======== MATERIAL ========
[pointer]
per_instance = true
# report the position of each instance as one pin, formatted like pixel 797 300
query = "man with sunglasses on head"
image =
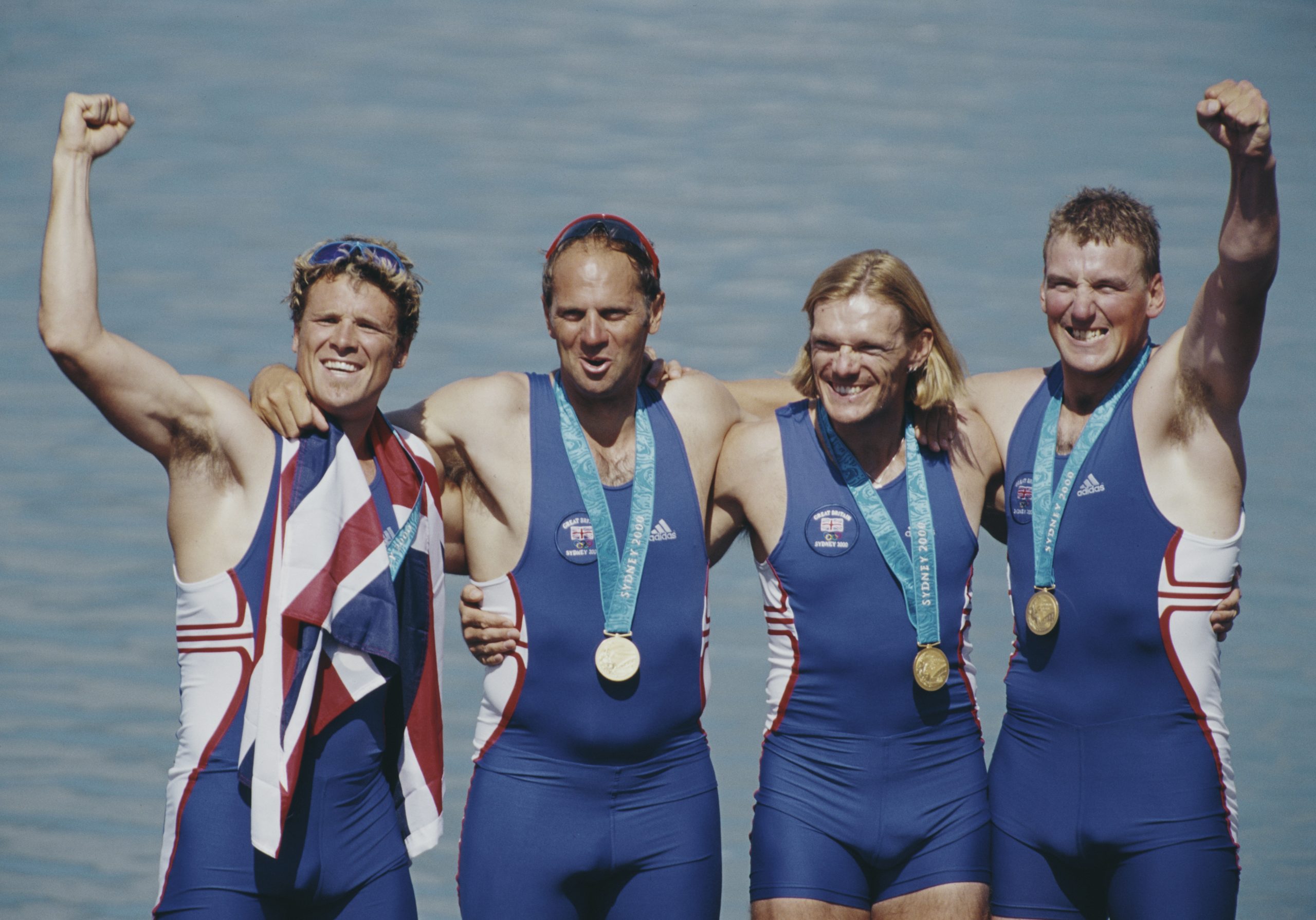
pixel 308 574
pixel 584 505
========
#### [WHAT THE EXERCISE ASKS]
Could you swap "sunglasses" for "reading glasses" everywhere in the data above, change nothing else, and repeat all the lines without the pictures?

#### [ANSWER TO THE EXERCISE]
[pointer]
per_instance = true
# report the position of each instance as one pin, formatted like pixel 797 300
query = "man with reading glasses on head"
image =
pixel 308 574
pixel 584 505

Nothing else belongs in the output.